(Dataset entries)
------------

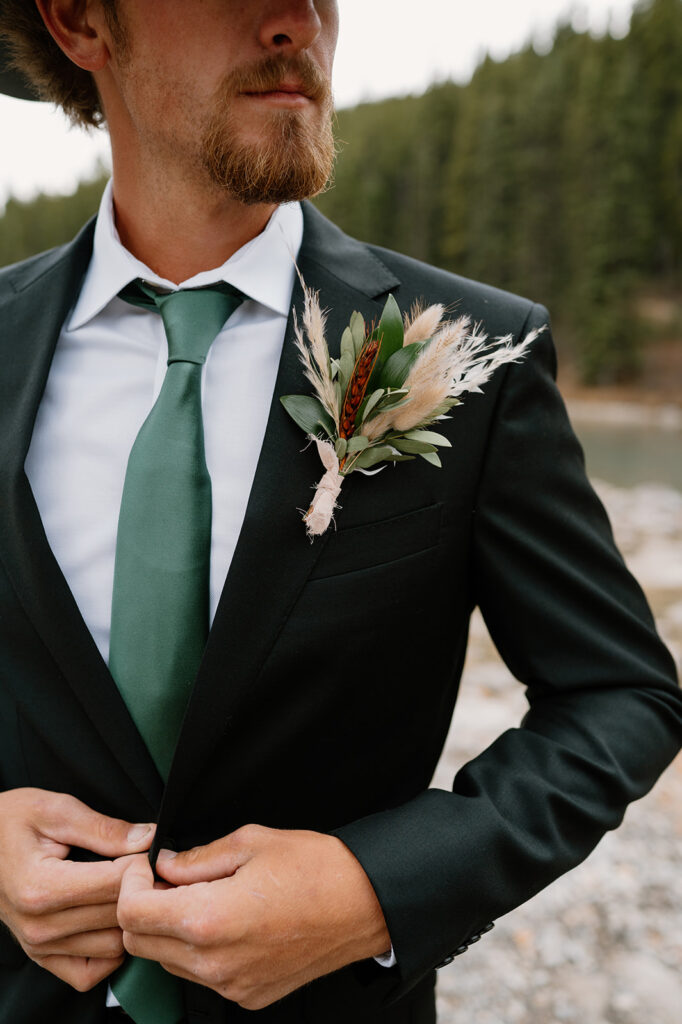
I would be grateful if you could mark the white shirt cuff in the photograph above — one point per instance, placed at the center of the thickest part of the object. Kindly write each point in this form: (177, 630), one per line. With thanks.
(387, 960)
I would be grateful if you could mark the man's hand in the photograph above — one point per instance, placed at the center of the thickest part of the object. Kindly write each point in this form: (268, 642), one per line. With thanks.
(62, 912)
(255, 914)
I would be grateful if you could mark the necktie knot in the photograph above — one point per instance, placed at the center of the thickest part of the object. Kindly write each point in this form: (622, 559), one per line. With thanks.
(193, 317)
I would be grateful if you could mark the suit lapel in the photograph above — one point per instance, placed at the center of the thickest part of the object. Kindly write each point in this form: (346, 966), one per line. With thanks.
(273, 557)
(32, 313)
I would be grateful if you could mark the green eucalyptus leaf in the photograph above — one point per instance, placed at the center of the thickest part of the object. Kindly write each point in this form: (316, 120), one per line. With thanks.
(430, 436)
(390, 330)
(346, 366)
(392, 399)
(371, 456)
(357, 442)
(412, 448)
(395, 370)
(308, 413)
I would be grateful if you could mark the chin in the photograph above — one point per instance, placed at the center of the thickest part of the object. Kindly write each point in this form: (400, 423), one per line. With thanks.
(292, 159)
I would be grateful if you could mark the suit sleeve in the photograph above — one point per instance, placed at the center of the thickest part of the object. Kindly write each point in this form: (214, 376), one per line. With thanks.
(604, 710)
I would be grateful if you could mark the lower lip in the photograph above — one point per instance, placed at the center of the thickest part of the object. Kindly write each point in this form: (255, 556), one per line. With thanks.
(280, 98)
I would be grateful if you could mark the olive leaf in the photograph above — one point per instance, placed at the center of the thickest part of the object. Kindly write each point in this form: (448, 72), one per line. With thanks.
(308, 413)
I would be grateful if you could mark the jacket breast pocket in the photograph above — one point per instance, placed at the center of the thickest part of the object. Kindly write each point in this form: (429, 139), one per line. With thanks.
(379, 543)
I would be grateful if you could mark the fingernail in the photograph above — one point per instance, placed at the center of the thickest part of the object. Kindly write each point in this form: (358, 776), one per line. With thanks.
(138, 833)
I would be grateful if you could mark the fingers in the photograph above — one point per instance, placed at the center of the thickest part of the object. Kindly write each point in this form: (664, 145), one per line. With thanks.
(76, 921)
(146, 910)
(58, 885)
(104, 944)
(216, 860)
(68, 820)
(80, 972)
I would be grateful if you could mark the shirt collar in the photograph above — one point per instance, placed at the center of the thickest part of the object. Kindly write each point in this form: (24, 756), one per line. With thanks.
(263, 268)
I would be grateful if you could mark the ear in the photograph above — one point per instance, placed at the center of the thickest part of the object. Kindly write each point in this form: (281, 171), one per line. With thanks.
(79, 29)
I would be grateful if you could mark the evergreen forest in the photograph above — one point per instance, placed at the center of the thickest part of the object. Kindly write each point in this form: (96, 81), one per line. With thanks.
(557, 175)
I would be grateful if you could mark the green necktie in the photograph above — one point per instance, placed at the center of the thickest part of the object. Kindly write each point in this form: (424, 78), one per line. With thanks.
(160, 612)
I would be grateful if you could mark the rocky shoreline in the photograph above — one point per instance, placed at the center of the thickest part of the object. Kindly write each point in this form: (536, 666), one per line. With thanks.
(603, 944)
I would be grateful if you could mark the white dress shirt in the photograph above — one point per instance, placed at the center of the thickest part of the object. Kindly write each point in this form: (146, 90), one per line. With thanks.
(108, 369)
(107, 372)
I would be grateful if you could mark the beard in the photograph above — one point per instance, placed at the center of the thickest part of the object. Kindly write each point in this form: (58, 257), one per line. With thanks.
(294, 155)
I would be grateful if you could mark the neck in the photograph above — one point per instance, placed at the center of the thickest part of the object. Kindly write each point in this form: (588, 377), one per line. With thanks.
(179, 228)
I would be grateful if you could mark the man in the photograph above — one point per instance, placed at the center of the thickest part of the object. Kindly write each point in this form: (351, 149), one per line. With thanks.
(308, 843)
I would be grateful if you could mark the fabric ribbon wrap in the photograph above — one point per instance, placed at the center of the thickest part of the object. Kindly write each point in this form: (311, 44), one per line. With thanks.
(321, 512)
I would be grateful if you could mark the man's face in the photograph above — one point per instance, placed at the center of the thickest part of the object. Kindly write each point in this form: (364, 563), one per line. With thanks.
(239, 92)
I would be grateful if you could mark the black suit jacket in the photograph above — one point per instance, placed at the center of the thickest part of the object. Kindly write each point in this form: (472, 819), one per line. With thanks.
(332, 669)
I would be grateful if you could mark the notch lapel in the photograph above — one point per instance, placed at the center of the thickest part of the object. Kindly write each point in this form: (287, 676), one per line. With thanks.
(273, 557)
(34, 305)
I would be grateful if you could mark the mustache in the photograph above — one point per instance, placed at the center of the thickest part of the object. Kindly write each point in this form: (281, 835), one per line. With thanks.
(268, 74)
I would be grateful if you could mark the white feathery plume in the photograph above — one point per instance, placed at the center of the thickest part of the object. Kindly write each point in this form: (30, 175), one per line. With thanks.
(422, 324)
(454, 363)
(314, 354)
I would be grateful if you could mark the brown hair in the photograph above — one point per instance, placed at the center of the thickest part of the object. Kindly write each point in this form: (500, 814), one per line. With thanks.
(51, 74)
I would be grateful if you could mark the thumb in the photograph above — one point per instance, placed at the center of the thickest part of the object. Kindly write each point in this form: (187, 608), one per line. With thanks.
(68, 820)
(205, 863)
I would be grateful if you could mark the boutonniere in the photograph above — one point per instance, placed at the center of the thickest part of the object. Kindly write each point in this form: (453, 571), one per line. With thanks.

------------

YOUR GOAL
Each line above should be output exactly, apart from the pictures.

YOUR SOLUTION
I would be grateful if you could mark the white shirt cuff in the photograph above — one point per instance, placed at the center of the thickest part of the object. Kindly write each point in this form: (177, 630), one per line. With thanks.
(387, 960)
I would be grateful if you could mark the man's hand in the photograph above — one point per instance, placed at the center of the thickest part of the object. Kindly write each point in this form: (268, 642), one per line. With thanks.
(62, 912)
(255, 914)
I would be grateful if you could mark the necktie knot in the photograph above — one point per instance, placed at the center of the thickest part of the object. Kindly write each point in this form: (622, 559), one per line. With thanks.
(193, 317)
I would be grateful if you could mark the suit lapel in the photograph above — one point per instance, placed at the center of the thickest part of the object. Kindly write each point in this form: (346, 966), one per line. With thanks.
(273, 557)
(32, 313)
I would be grateful if you could mark the green eucalyptus leaf in the photograph above — one point per instance, placed at the center of the thickest part of the object. Kindly write each point in this form: (316, 120), one per line. With thanks.
(430, 436)
(390, 330)
(346, 366)
(392, 399)
(371, 456)
(357, 442)
(412, 448)
(395, 370)
(308, 413)
I would be grateful if you could mark the chin in the photograph above — one point per instance, placed at the center of the thickest part of the object. Kindly write each point in this form: (400, 423), one per line. With thanks.
(292, 159)
I would be grateful if you could mark the suit sleeve in the photograph above — one point per instance, placed at the center of the thickest part of the object. Kindly write each point in this form: (214, 376), one per line. With thanks.
(604, 710)
I would be grateful if you could mark the lower lip in the photograph above — one point per instance, placed at the center of the thickest part of the object. Kindly write each point in this form: (255, 556), one per line. With thanks.
(280, 98)
I would be grateful if you could mark the olive leaf in the photograph above — one point per instance, placed at the center of the thickest part of the object. Kindly write each point in this form: (448, 72), one per line. With thanks.
(308, 413)
I would be grateful if you could mark the jacket breast pocket in the photograph above — one point per instance, placed at the center of the thickest part of the object. Kindly write each point in this form: (429, 139), one per line. With thanks.
(379, 543)
I would be grateful if you could mark the fingernail in the photograph above — one point per instance, placed at the center of the thickest part of the object. Kindly write each point in this form: (358, 776), one per line. With thanks.
(138, 833)
I would be grateful if you could mark the fingers in the photograph above — one point per instance, placed at the center of the thickest part of the object. Kindly write each point in this form: (664, 145), one per line. With thanks.
(76, 921)
(146, 910)
(58, 885)
(104, 944)
(216, 860)
(68, 820)
(80, 972)
I would be grateful if you could mark the shirt collar in the photograph above — one point per instance, placed at the center of the thickest part of the object. Kindly write each point in this form: (24, 756), one per line. With thanks.
(263, 268)
I would be grateful if you could mark the ear in the photograph above — one point per instance, placed at the center of the thickest part of the object. Kindly write each point in this form: (281, 171), one per line. With thanks.
(79, 29)
I would be grateful if you could mark the evergreen forest in the photograph above — one point per instance, placed at the center of the thickest part of the object. Kindly write each point in this form: (96, 81), one per line. With thanks.
(557, 175)
I would be grateful if you could mark the green necktie in the photograph above — one point per instance, placed at the center of the thickest part of the object. Kindly write each point in this form: (424, 78), one per line. With thanks.
(160, 612)
I would be grateful if you could mark the rocky shoreline in the photograph above — one point per instance, placed at the center of the thickest part of the object. Kindly write each point in this form: (536, 666), one per line. With thanks.
(603, 944)
I would be grateful if you could mark the white dress shirt in the photograph above — one point per instance, placed at the center of the thickest part of the object. Kindly write each point in this form: (146, 90), one per line. With thanks.
(108, 369)
(107, 372)
I would be grateful if you could mark the beard in the photograph above — one point per instance, placed at the center of the thickest part of the object. Kindly write each point in this form: (58, 257), one per line. With thanks.
(294, 155)
I would be grateful if you could mark the neck in the photograph above — one point per instance, placed at the center of the thickest part of the object. Kindly write each point in this form: (588, 377), one per line. With thanks.
(179, 228)
I would be grateful if you could mark the man in the photograph above — one point per instance, placed at the center of the thickest part of the object. Kindly write each point in this form: (351, 149), one per line. With thanks.
(308, 843)
I would be grateful if you could mark the fabric ribbon wrap in the photograph above — one point per instance, placed at the center of the thickest part of the object. Kindly write each point in this form: (311, 44), one per line. With thanks.
(321, 512)
I would be grateful if you could mark the man's face in the photograph above — one point per instance, placed at the center of the thickest part of the object. Kindly write each point in this form: (364, 563), one per line. With thanks.
(239, 92)
I would be grateful if you could mark the black suit jacket in the photograph above — one point per instance, placed at the center of the thickest part of the object. Kindly write each point in this form: (472, 819), one per line. With thanks.
(332, 669)
I would be grateful if you could mark the notch lapel in the photograph above — one point per instance, placed at the center of the thickest part of the object. Kindly write each point in this form: (287, 676), one per line. With thanks.
(273, 557)
(34, 305)
I would be grateful if you could mark the mustache in the photograph above — one point per instance, placed at the center of the thickest part of the object. Kindly write each point in this form: (281, 835), one per line. With thanks.
(268, 74)
I would be grateful if you could mark the white feathery plume in the photograph above — one point per instance, placed at the center of the thickest part of the object. Kindly write each point in this form: (30, 175), one per line. With thanks.
(422, 324)
(454, 363)
(314, 354)
I would be grateful if you could mark the brown hair in the photograph above — one point per instance, placed at the center of the thickest part of the object. Kindly write each point in this form: (500, 814), one per line. With thanks.
(51, 74)
I would be grateful if you could mark the thumb in the photograph above — one point per instance, placed at the center of the thickest part of the object. Kindly write each point in this form: (187, 608), one per line. With thanks.
(68, 820)
(205, 863)
I would be grateful if you could mark the boutonniere in the photograph above — one point per instance, placed at the center of the thickest part of the object. Kindly write each point in this form: (453, 571), one per line. With thanks.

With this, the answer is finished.